[Entries from a pointing dataset]

┌────────

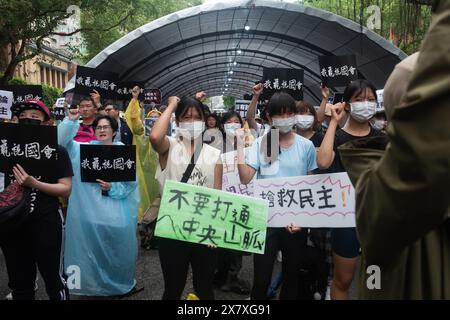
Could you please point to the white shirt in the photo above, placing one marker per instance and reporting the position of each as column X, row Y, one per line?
column 178, row 160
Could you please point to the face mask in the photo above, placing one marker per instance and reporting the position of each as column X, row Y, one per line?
column 191, row 130
column 30, row 121
column 363, row 111
column 378, row 124
column 304, row 122
column 230, row 128
column 284, row 125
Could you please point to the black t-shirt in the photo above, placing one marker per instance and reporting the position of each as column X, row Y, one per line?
column 42, row 203
column 344, row 137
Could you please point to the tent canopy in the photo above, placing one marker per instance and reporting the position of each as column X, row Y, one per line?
column 194, row 49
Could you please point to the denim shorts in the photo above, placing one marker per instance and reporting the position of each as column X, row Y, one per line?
column 344, row 242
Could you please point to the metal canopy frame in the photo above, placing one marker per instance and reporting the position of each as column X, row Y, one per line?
column 193, row 49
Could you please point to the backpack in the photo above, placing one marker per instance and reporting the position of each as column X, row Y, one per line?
column 14, row 206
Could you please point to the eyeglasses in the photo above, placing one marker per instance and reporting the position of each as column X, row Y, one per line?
column 103, row 127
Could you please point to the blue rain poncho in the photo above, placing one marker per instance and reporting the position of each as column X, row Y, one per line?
column 100, row 231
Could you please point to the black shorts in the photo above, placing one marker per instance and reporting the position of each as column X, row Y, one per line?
column 345, row 243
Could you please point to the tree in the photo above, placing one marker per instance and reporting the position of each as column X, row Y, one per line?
column 29, row 22
column 141, row 12
column 404, row 20
column 228, row 101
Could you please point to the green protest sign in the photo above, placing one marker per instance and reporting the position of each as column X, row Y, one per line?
column 209, row 216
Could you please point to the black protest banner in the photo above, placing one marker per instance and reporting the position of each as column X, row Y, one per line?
column 124, row 90
column 152, row 95
column 338, row 71
column 111, row 163
column 24, row 92
column 34, row 147
column 149, row 123
column 287, row 80
column 6, row 101
column 58, row 113
column 241, row 107
column 89, row 79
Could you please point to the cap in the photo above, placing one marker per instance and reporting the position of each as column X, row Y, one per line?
column 18, row 107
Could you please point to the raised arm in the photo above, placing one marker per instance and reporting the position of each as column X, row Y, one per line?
column 133, row 114
column 323, row 104
column 251, row 112
column 406, row 194
column 67, row 130
column 158, row 137
column 326, row 154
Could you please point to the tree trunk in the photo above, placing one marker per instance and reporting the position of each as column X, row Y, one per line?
column 9, row 71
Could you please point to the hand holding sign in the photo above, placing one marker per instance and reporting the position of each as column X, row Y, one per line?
column 257, row 89
column 23, row 178
column 96, row 97
column 173, row 101
column 200, row 96
column 293, row 229
column 73, row 114
column 135, row 92
column 105, row 186
column 337, row 111
column 325, row 92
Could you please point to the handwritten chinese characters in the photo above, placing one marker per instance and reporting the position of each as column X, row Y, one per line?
column 209, row 216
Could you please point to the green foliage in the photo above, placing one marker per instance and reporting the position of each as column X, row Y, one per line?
column 131, row 15
column 50, row 94
column 407, row 21
column 228, row 101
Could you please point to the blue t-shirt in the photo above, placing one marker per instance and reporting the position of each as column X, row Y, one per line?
column 297, row 160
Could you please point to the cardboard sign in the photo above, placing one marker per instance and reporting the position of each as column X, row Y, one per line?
column 24, row 92
column 380, row 101
column 34, row 147
column 149, row 122
column 152, row 95
column 338, row 71
column 89, row 79
column 58, row 113
column 209, row 216
column 111, row 163
column 231, row 181
column 6, row 101
column 124, row 90
column 317, row 201
column 287, row 80
column 241, row 107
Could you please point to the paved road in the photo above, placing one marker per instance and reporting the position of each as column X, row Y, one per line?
column 149, row 276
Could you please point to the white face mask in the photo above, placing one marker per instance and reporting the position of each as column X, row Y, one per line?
column 191, row 130
column 363, row 111
column 230, row 128
column 304, row 122
column 284, row 124
column 378, row 124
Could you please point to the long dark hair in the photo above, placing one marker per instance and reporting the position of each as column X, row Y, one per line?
column 279, row 104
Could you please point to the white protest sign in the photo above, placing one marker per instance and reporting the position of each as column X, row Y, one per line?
column 6, row 101
column 230, row 179
column 317, row 201
column 60, row 102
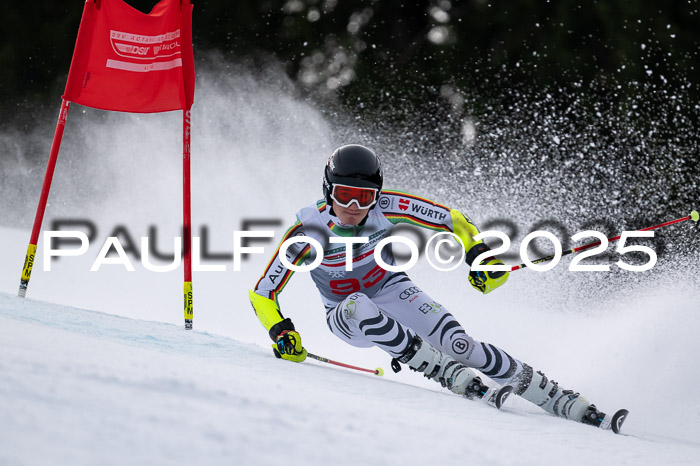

└────────

Objective:
Print the rows above verbatim, starting at the line containing "Could you please point to the face" and ending at the line containing "column 344, row 242", both included.

The result:
Could you please point to the face mask in the photo above, placing one marker per instance and reporting the position of each as column X, row Y, one per line?
column 191, row 130
column 30, row 121
column 363, row 111
column 378, row 124
column 304, row 122
column 230, row 128
column 284, row 125
Could you please point to the black t-shirt in the photo above, placing one marker per instance and reporting the position of each as column X, row Y, one per line?
column 42, row 203
column 344, row 137
Could you please point to the tent canopy in the photo above, placing one marker per instance and reporting the position of each as column X, row Y, one per line?
column 194, row 49
Could you please point to the denim shorts in the photo above, placing one marker per instance and reporting the position of each as column X, row Y, one per line?
column 344, row 242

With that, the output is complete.